=== List of tasks ===
(a) In the article on Baker Mayfield's Big 12 promise, what was the final score of Oklahoma's win over Oklahoma State?
(b) Decide whether each statement agrees with the article on Baker Mayfield's Big 12 promise: (i) Ohio State beat Oklahoma 45-24 on Sept. 17. (ii) The win over Oklahoma State was played in dry weather. (iii) The win gave Bob Stoops his fifth Big 12 crown.
(c) Reproduce the part of the article on Baker Mayfield's Big 12 promise from "After Ohio State" to "12 Conference championship.".
--- START OF Selection ---
NORMAN — Eleven weeks have passed since Baker Mayfield stood in Oklahoma’s makeshift interview room and swore an oath, of sorts.
After Ohio State handed Oklahoma its hat 45-24 back on Sept. 17, Mayfield all but guaranteed the Sooners would win their second consecutive Big 12 Conference championship.
“I’m going to work harder than anybody in this program,” the OU quarterback said then. “Work harder and do it harder than anybody Coach Stoops has ever seen. I’m going to push and we’re going to win a Big 12 title.”
At some point between mid-September and early December, Mayfield ordered himself a custom embroidered shirt that said, “SOONERS BACK TO BACK 2015 & 2016.”
On Saturday, after OU pounded Oklahoma State 38-20 before a rain-soaked Memorial Stadium crowd of 87,527 to win Bob Stoops’ 10th Big 12 crown, Mayfield wore his 2015 Big 12 championship ring and reminded everyone of what he said almost three months ago.
“I made a promise, over there, after the Ohio State loss that we were going to win the Big 12,” Mayfield said just a few feet away from where he made his post-Buckeyes commentary. “We were going to go on a run and I was going to push this program harder. I’ve kept that promise and I’m proud of the guys for helping me along the way. It feels good.”
--- END OF Selection ---
--- START OF Raw records ---
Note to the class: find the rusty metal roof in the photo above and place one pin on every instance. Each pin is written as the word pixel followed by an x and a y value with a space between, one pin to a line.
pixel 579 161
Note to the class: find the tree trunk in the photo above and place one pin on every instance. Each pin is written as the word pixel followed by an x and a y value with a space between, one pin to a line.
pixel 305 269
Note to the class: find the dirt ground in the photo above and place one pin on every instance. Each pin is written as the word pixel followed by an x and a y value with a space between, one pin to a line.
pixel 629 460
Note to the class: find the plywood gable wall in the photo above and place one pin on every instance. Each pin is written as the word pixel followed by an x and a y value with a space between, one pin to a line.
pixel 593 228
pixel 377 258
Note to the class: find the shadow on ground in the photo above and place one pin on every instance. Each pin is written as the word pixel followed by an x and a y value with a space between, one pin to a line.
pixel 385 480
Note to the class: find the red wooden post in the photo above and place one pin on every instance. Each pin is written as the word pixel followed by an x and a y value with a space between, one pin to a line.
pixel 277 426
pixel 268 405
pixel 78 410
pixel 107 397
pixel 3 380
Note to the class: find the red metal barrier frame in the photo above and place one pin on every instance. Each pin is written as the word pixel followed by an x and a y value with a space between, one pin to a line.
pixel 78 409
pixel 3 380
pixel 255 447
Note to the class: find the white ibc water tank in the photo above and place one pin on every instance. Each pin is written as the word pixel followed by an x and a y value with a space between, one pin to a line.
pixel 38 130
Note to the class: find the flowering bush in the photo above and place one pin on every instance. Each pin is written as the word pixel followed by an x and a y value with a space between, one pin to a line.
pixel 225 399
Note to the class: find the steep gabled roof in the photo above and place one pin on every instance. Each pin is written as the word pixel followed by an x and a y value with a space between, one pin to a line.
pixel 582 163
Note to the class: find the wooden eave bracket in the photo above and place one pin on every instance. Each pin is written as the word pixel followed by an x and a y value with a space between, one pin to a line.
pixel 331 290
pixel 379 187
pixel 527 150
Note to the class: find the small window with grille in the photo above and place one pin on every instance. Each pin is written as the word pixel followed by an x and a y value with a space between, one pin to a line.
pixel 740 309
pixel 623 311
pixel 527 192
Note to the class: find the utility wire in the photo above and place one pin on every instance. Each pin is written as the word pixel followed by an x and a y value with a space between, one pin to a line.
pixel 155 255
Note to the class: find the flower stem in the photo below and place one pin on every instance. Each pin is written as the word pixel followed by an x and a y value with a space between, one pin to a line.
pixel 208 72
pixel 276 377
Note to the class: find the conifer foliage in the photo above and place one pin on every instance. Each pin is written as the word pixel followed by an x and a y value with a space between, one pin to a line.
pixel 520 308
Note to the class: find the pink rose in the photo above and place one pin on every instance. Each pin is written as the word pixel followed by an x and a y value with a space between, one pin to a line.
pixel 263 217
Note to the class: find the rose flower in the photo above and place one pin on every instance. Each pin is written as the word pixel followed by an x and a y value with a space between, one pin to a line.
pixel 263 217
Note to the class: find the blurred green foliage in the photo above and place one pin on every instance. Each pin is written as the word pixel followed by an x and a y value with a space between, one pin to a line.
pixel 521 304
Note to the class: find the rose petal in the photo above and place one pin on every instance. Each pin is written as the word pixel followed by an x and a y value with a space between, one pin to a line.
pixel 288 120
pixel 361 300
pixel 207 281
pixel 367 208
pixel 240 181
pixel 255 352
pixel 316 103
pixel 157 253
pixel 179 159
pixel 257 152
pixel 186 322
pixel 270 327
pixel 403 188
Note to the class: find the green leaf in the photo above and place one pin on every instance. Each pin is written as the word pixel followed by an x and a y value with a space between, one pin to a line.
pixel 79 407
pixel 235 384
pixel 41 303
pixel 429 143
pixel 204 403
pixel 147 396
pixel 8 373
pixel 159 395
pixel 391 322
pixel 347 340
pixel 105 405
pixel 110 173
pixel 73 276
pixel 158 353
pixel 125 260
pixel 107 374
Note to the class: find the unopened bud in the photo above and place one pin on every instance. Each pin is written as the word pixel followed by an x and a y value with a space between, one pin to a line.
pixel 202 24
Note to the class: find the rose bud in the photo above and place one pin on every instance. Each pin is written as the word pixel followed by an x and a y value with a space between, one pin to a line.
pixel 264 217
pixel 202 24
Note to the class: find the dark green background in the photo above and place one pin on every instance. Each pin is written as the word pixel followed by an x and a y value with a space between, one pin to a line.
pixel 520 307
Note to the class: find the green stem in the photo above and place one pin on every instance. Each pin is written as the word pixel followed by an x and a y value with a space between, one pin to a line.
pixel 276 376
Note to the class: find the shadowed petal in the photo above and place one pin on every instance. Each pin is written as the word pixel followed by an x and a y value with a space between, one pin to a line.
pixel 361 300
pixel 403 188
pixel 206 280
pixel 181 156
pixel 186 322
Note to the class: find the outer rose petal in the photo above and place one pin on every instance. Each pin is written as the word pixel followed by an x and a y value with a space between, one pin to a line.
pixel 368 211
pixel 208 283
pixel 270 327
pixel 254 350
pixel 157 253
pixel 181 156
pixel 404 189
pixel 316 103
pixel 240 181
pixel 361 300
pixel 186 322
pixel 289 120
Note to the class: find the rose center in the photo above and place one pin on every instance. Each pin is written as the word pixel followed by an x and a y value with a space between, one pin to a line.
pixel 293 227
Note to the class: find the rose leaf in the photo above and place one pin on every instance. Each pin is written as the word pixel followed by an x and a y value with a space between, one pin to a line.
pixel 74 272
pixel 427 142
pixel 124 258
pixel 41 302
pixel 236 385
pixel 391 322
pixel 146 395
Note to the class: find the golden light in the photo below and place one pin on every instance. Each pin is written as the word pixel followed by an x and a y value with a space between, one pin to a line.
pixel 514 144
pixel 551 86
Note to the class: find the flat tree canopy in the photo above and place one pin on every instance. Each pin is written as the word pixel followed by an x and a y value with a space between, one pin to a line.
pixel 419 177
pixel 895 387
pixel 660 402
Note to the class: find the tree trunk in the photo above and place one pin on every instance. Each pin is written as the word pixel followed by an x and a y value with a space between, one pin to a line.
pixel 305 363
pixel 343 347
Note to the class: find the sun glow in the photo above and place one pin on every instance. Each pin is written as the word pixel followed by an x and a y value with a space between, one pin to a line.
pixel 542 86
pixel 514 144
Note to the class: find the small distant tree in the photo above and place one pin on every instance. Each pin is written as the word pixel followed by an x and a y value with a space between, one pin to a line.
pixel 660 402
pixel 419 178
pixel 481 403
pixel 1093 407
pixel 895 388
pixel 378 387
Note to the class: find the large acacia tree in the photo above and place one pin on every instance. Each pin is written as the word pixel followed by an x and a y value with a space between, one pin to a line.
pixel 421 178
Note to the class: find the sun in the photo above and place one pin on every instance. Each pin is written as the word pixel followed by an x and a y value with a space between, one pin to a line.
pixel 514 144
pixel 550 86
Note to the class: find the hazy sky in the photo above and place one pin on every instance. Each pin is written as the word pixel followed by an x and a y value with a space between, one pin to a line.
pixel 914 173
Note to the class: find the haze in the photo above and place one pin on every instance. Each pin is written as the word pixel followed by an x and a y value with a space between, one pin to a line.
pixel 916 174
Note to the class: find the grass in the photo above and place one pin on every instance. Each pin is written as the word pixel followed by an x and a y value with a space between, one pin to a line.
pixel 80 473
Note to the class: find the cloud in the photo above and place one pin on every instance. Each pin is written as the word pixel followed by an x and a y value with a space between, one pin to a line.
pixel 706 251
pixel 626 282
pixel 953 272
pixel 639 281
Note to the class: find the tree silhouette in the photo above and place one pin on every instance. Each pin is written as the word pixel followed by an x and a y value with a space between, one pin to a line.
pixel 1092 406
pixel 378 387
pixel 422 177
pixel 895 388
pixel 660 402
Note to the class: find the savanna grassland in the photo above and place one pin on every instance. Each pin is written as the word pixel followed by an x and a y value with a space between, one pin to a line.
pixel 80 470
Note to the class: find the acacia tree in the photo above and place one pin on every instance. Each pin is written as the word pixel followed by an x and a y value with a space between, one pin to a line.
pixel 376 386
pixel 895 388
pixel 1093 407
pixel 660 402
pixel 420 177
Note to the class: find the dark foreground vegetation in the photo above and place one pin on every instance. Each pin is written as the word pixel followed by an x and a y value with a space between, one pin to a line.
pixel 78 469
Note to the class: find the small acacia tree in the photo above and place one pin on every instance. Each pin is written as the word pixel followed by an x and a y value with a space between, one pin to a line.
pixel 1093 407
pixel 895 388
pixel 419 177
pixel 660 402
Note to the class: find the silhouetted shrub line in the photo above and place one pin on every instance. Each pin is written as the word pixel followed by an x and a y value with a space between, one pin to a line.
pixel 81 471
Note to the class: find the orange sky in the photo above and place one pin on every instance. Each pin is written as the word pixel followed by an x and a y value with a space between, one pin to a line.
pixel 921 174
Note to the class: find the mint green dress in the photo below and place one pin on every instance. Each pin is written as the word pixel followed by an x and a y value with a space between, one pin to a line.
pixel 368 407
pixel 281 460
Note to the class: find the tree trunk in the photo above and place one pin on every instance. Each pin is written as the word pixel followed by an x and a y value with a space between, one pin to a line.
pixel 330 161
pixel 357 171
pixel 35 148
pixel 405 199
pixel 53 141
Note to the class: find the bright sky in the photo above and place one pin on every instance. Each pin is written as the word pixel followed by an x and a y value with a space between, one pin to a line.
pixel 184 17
--- END OF Raw records ---
=== Responses per task ===
(a) 38-20

(b)
(i) Yes: "After Ohio State handed Oklahoma its hat 45-24 back on Sept. 17"
(ii) No: "a rain-soaked Memorial Stadium crowd of 87,527"
(iii) No: "to win Bob Stoops’ 10th Big 12 crown"

(c)
After Ohio State handed Oklahoma its hat 45-24 back on Sept. 17, Mayfield all but guaranteed the Sooners would win their second consecutive Big 12 Conference championship.